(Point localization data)
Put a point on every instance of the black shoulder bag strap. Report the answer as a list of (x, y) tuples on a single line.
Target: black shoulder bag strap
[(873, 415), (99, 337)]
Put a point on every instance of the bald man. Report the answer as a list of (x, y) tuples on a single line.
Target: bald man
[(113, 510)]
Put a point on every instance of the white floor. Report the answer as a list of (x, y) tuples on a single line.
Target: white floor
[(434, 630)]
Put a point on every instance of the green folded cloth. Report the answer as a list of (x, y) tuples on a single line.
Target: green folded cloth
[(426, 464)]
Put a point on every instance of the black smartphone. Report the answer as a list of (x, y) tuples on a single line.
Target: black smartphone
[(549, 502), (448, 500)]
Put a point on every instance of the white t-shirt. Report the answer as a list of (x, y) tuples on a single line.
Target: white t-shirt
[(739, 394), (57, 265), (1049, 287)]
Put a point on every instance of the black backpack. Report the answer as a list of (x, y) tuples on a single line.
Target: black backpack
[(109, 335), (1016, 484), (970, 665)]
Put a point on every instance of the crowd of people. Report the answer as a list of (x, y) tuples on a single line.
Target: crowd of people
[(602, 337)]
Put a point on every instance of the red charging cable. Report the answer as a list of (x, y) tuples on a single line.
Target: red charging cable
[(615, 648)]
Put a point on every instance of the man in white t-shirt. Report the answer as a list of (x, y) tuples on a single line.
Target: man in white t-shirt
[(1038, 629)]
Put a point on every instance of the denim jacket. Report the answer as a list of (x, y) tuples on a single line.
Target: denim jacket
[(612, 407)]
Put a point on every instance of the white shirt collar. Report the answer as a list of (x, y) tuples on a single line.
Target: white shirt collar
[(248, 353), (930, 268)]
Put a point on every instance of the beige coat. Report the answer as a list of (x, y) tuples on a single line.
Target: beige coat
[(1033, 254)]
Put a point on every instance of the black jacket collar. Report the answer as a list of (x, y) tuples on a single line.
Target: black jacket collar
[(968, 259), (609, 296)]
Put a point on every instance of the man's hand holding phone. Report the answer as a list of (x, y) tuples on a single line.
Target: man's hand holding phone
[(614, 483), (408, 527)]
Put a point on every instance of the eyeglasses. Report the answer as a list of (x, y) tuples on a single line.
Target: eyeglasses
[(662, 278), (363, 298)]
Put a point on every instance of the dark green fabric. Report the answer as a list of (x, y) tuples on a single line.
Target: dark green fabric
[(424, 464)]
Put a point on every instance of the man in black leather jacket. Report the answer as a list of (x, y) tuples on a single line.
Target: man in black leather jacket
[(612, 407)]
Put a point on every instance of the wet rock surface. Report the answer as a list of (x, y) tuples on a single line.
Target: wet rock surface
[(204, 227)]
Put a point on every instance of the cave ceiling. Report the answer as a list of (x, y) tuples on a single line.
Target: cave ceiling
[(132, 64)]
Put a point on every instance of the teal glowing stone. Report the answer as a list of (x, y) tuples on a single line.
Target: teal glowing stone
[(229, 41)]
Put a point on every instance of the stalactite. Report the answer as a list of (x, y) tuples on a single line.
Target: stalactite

--- Aim of the task ---
What is needed is the data above, output in full and exactly as it stands.

--- Problem solution ---
Put a point on every instance of the black shoulder bag strap. Report the answer as a list of (x, y) tuples on a single line.
Target: black shoulder bag strap
[(873, 415), (99, 337)]
Put a point on every instance of the bald man. Report the answer as a list of (x, y) tuples on a single line.
Target: bald man
[(113, 510)]
Put a point on every instance of the white floor. Report the answer as a list of (x, y) tuples on a single line.
Target: white floor
[(434, 630)]
Put a point on every instance of the green folded cloth. Report the answer as a list of (x, y) tuples on a single line.
Target: green folded cloth
[(426, 464)]
Put a point on every instance of the black smartphone. Report the answer as a list of (x, y) tuples on a single line.
Target: black smartphone
[(549, 502), (448, 500)]
Put a point on every instance of the white t-shirt. Report the answer as a list of (x, y) tuples on a single line.
Target: white t-shirt
[(739, 394), (57, 265), (1049, 287)]
Put a point on every instance of the black backpack. Report the answer as a list of (x, y) tuples on a single line.
Target: black backpack
[(109, 335), (1016, 484), (970, 665)]
Put a point on every instance of the crowd of people. Report the answer as a list of (x, y) tuples on a single line.
Target: crowd of people
[(602, 337)]
Put a point on every instance of the red charging cable. Report the answer as a list of (x, y) tuples on a single line.
Target: red charging cable
[(615, 648)]
Put a point on every instance of the man in white t-shirt. Report the answer as a list of (x, y) tuples on a single line.
Target: man in white t-shirt
[(1038, 629)]
Put a point on every instance of the denim jacket. Report the answer as a list of (x, y) tuples on a single line.
Target: denim jacket
[(612, 407)]
Put a point on every instance of the white shirt collar. Report the answer as a list of (x, y) tuples on a single line.
Target: white shirt collar
[(248, 353), (930, 268)]
Put a point on every instance of the beige coat. Report the answer as a list of (x, y) tuples on a single line.
Target: beige coat
[(1033, 254)]
Put a point on every instance of the black jacket collar. Report the answer as a list of (x, y) tuples on a single line.
Target: black jacket collar
[(968, 259), (609, 296)]
Put a point on every instance of the man's hand holding phone. Report the answer as a list of (x, y) tuples on a single line.
Target: man's hand holding phone
[(614, 483), (408, 527)]
Put a point on every instance of the eyeglasses. Report the answer as a list of (x, y) tuples on a single line.
Target: eyeglasses
[(662, 278), (363, 298)]
Put a point on every instance of the dark green fabric. Report the answer as a list of (x, y) tuples on a single line.
Target: dark green fabric
[(424, 464)]
Put a point on every instance of the man in black leather jacket. Report the answer as a list of (x, y) tuples on a single line.
Target: man in black leather jacket
[(612, 407)]
Put a point on every instance of the wet rock surface. Report the answer as a list of (x, y) tuples on a single line.
Target: wet rock surface
[(204, 227)]
Put a point on every instance of the cave ceiling. Report the answer as a list of (x, y) tuples on a single line.
Target: cave ceiling
[(132, 64)]
Put a point on every instance of the teal glowing stone. Report the answer as a list of (x, y) tuples on a single line.
Target: teal glowing stone
[(229, 41)]
Put a point on every instance of the stalactite. Report the answer as a list of (x, y) tuples on a single line.
Target: stalactite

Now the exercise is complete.